What you will do
1 – Reproduce the stretch of the article on powering 5G networks from "5G network capacity" through "BTU per year." word for word.
2 – Extend the article on powering 5G networks by writing what follows its final sentence.

Reading passage
====
Material Gains

How Do We Power 5G Networks?

5G has great potential, but brings power challenges at the infrastructure and board levels.

5G network capacity is predicted to increase as much as 1000-fold by 2030. That’s a stunning increase that can be attributed to effects such as our digital lifestyles and digital business transformation. Clearly, our dependence on online services that are available anytime, anywhere and at full speed shows no sign of abating. The effect on global energy demand could be even more stunning. The information & communications technology (ICT) industry currently consumes about 4% of the world’s electricity, and this could increase to an amazing 20% with the growth of 5G networks. In absolute terms, that’s equivalent to 150 quadrillion BTU per year.

Of course, 5G is huge, in scope as well as deployment. It covers low frequency bands, up to about 1GHz, although the main benefits of 5G are its ability to carry richer services that by their nature require faster data rates. These will push the limits of Frequency Range 1 (FR1) as defined by 5G standards, up to 6GHz in the FR1 range, and even higher in FR2 that extends into the millimeter-wave bands at 60-70GHz and even beyond. While services in the FR1 bands can support data rates of about 1-2Gbit/s, the higher bands are needed to support multi-gigabit data rates and latency of less than a few milliseconds.

At the highest frequencies, however, signaling range is considerably reduced. Each cell can only cover a small area. Weather conditions and other atmospheric effects can also affect range and the performance of the air interface. Many cells are needed to extend coverage, which will tend to restrict the fastest, most intuitive and high-value services to metropolitan areas. So, although we can expect to download at speeds of 10Gbit/s and faster – enough to allow downloading a complete high-definition movie in a few seconds – network deployment costs are high and extending coverage to reach rural areas is challenging.

There is great potential for delivering 5G services through satellites in low-earth orbits (LEO). After Starlink and similar satellite delivery platforms for Internet services have already shown the way, direct satellite delivery of 5G services is a logical step. Because access to space is now more affordable than ever, it is not difficult to foresee service providers extending their infrastructures into the sky as 5G continues to develop toward reaching its full potential.

Companies are already looking at the prospects for delivering services to connected vehicles, such as streaming entertainments, location-based services and telematics, as well as autonomous driving. Satellites could also hold the key to bringing 5G to rural and remote areas. 5G handsets with satellite transceivers are on the market now. It’s fascinating to contemplate the opportunities for satellite-based 5G to cover inevitable shortcomings in ground-based delivery.
====
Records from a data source
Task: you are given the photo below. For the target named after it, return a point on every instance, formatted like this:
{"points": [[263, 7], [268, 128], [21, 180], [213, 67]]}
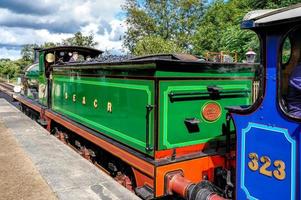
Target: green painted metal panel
{"points": [[172, 129], [129, 98], [42, 80]]}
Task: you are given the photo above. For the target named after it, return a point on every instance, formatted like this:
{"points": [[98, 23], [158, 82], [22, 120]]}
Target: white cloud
{"points": [[12, 54], [19, 25]]}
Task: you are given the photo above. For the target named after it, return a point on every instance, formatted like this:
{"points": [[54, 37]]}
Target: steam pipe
{"points": [[191, 191]]}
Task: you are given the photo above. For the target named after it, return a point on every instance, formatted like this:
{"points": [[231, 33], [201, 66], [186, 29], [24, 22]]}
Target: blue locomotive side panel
{"points": [[267, 163]]}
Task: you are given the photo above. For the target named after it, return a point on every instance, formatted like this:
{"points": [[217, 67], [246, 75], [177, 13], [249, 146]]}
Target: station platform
{"points": [[35, 165]]}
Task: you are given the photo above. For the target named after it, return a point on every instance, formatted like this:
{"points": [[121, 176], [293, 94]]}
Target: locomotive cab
{"points": [[51, 56], [267, 133]]}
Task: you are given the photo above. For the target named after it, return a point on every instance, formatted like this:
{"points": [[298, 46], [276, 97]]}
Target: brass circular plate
{"points": [[211, 111]]}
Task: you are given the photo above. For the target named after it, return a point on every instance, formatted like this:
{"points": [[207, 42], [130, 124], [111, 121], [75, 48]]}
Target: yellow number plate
{"points": [[264, 163]]}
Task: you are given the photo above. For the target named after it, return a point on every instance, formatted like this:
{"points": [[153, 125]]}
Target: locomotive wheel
{"points": [[124, 180]]}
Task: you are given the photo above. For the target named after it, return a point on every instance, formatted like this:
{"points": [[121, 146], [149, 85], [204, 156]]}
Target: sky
{"points": [[38, 21]]}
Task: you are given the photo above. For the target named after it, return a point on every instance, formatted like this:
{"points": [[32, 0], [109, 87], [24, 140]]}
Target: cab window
{"points": [[290, 73]]}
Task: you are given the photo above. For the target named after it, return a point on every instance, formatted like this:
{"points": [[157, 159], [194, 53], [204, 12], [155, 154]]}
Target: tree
{"points": [[80, 40], [172, 20], [155, 45]]}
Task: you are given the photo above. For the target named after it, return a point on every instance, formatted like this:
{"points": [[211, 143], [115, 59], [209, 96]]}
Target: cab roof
{"points": [[265, 18], [84, 50]]}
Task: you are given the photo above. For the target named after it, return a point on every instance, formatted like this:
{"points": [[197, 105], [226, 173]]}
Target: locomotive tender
{"points": [[155, 123]]}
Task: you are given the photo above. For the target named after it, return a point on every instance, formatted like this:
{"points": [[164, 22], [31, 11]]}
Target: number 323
{"points": [[278, 173]]}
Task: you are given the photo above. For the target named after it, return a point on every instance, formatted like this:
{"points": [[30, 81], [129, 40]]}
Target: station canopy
{"points": [[262, 18]]}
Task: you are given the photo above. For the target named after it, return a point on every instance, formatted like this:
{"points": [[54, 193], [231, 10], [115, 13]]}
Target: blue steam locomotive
{"points": [[268, 134]]}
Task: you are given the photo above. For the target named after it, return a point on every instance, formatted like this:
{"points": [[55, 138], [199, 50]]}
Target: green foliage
{"points": [[192, 26], [155, 45], [80, 40], [172, 20]]}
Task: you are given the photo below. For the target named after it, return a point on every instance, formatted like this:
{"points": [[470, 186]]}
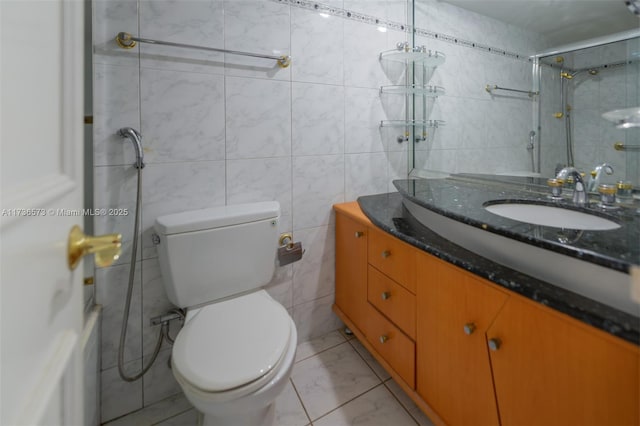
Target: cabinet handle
{"points": [[494, 344]]}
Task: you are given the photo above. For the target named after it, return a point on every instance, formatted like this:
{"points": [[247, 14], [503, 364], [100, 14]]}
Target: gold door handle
{"points": [[107, 248]]}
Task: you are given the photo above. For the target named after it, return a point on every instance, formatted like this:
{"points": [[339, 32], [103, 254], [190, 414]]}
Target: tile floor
{"points": [[335, 382]]}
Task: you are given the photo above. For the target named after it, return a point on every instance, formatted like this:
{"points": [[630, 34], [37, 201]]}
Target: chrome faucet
{"points": [[580, 197], [594, 181]]}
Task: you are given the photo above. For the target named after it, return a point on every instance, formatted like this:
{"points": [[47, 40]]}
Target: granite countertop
{"points": [[387, 212], [615, 249]]}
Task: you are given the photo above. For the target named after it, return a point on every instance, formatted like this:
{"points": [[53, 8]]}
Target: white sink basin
{"points": [[556, 217], [605, 285]]}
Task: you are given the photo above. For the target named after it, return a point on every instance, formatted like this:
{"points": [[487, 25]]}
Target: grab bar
{"points": [[127, 41], [489, 88], [619, 146]]}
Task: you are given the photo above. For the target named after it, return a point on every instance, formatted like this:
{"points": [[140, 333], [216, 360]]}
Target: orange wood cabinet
{"points": [[393, 257], [351, 266], [394, 301], [455, 309], [553, 370], [381, 309], [469, 352]]}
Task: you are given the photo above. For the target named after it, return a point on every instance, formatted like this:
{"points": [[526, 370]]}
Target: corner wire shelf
{"points": [[413, 89], [127, 41]]}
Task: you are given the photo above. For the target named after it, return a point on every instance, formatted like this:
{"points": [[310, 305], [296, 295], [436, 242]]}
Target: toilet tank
{"points": [[213, 253]]}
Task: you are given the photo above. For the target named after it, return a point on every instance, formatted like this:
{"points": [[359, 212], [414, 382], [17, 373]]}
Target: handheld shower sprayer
{"points": [[136, 139]]}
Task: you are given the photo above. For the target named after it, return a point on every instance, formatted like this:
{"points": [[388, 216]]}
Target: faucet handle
{"points": [[556, 188], [607, 195]]}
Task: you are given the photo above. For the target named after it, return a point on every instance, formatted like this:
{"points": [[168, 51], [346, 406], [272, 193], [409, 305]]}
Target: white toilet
{"points": [[234, 355]]}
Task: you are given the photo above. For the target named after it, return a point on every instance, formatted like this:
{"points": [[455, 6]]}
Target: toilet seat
{"points": [[237, 343]]}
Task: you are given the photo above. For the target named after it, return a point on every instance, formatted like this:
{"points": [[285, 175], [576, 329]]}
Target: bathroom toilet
{"points": [[234, 355]]}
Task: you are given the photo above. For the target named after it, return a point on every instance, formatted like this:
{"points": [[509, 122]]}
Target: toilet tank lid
{"points": [[216, 217]]}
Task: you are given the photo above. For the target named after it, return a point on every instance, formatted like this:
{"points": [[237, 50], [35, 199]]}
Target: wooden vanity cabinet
{"points": [[552, 370], [469, 352], [455, 309], [352, 231]]}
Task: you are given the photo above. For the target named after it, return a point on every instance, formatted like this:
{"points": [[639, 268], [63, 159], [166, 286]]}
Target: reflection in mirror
{"points": [[514, 131], [576, 89]]}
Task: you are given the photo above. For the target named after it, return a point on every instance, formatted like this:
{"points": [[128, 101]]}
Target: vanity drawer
{"points": [[393, 257], [393, 300], [392, 345]]}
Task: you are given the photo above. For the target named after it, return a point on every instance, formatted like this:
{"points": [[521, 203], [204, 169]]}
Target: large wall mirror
{"points": [[524, 87]]}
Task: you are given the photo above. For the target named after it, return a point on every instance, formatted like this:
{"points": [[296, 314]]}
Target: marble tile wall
{"points": [[484, 132], [222, 129]]}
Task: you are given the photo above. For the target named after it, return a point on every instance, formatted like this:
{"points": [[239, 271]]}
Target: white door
{"points": [[41, 172]]}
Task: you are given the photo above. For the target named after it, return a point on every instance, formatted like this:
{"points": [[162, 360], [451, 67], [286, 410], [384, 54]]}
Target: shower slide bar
{"points": [[491, 87], [619, 146], [127, 41]]}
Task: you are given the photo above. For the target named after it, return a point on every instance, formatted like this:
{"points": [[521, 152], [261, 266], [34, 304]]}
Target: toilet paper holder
{"points": [[288, 250]]}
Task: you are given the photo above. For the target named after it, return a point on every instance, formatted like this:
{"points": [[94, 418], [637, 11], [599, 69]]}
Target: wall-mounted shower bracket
{"points": [[173, 314]]}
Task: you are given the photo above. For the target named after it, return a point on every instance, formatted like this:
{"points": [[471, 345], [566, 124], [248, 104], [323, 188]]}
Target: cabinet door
{"points": [[552, 370], [453, 370], [351, 268]]}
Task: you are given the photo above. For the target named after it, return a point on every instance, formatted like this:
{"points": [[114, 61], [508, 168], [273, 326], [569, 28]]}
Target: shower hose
{"points": [[127, 305]]}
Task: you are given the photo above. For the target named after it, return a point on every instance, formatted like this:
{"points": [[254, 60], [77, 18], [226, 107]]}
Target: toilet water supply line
{"points": [[136, 139]]}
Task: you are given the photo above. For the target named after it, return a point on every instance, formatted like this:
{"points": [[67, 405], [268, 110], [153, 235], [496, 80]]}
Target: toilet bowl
{"points": [[233, 358], [235, 353]]}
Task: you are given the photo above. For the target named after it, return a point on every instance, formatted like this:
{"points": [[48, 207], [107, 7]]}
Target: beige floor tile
{"points": [[368, 358], [378, 407], [331, 378], [312, 347], [289, 410], [408, 404]]}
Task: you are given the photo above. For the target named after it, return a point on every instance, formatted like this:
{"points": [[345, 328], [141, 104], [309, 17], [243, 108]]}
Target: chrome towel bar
{"points": [[127, 41], [491, 87]]}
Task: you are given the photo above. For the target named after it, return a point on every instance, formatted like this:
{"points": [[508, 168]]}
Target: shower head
{"points": [[570, 75], [136, 139]]}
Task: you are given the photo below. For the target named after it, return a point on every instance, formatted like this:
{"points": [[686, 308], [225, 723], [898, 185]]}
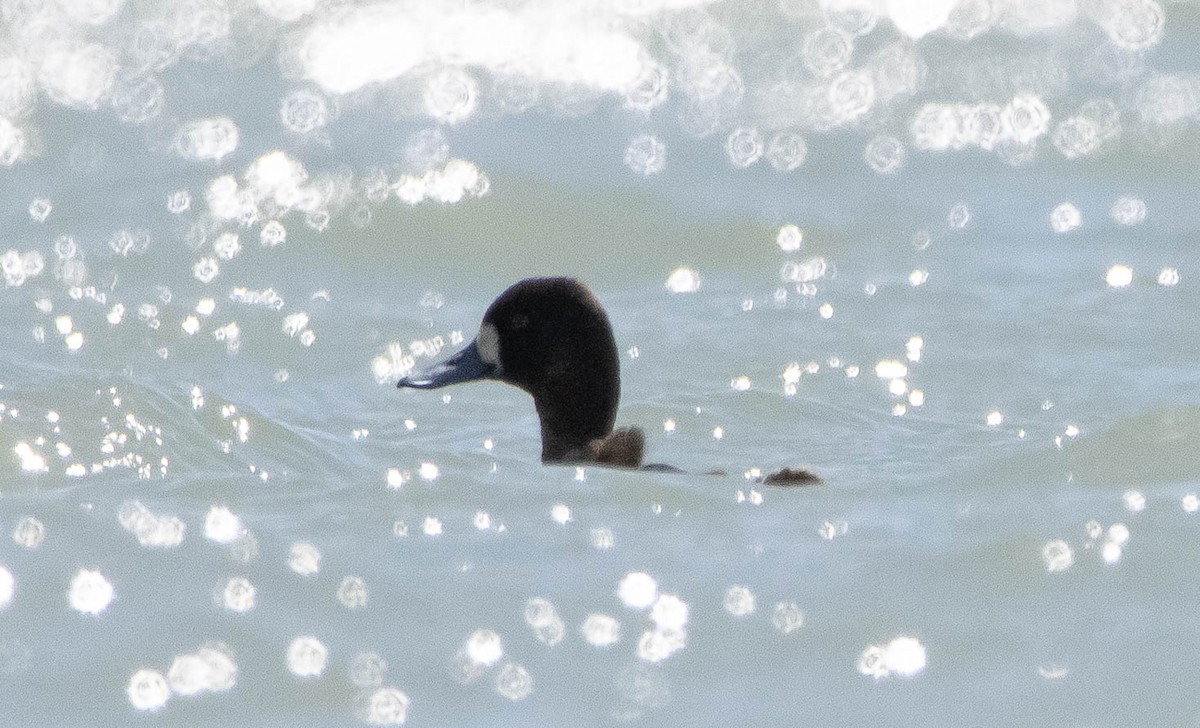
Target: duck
{"points": [[551, 337]]}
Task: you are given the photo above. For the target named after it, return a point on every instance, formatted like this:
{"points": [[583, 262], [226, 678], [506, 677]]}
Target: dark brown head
{"points": [[550, 337]]}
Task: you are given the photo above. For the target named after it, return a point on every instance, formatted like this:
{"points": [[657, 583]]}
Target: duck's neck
{"points": [[568, 432]]}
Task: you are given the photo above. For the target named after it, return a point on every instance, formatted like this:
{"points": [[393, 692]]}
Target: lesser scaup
{"points": [[552, 338]]}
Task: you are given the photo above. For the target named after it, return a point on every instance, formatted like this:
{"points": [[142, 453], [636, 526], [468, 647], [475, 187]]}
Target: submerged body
{"points": [[552, 338]]}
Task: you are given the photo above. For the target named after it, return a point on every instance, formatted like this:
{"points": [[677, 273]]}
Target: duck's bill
{"points": [[463, 366]]}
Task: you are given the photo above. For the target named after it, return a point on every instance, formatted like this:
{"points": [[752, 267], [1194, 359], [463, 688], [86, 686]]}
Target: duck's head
{"points": [[551, 338]]}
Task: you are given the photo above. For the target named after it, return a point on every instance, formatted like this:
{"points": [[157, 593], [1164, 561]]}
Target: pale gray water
{"points": [[1002, 397]]}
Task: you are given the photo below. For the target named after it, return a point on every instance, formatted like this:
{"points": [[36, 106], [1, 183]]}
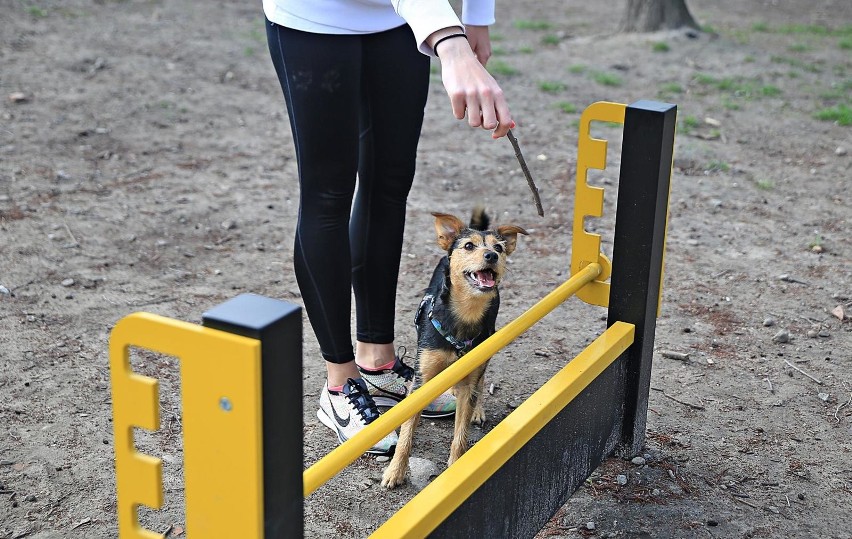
====
Results by task
1 –
5G network capacity is predicted to increase as much as 1000-fold by 2030. That’s a stunning increase that can be attributed to effects such as our digital lifestyles and digital business transformation. Clearly, our dependence on online services that are available anytime, anywhere and at full speed shows no sign of abating. The effect on global energy demand could be even more stunning. The information & communications technology (ICT) industry currently consumes about 4% of the world’s electricity, and this could increase to an amazing 20% with the growth of 5G networks. In absolute terms, that’s equivalent to 150 quadrillion BTU per year.

2 –
Ground-based infrastructure will be needed for the fastest 5G services, considering the natural physical limitations on range at high frequencies. Many small cells are needed, in conjunction with larger base stations. While the efficiency of 5G systems is unquestionably greater than earlier networks, our insatiable demand for richer services, instant responses and easy access for a growing number of subscribers is continuing to drive up demands for energy and power. 5G infrastructure is reckoned to need as much as four or five times as much power as 4G. Here’s another startling statistic; a 5G base station is reckoned to consume more power than 70 households. Although we are more energy conscious than ever, engineering new ways to use this precious commodity more carefully, we are also using more than ever as our nature drives us to experience more richly and intensely accomplish more tasks in less time.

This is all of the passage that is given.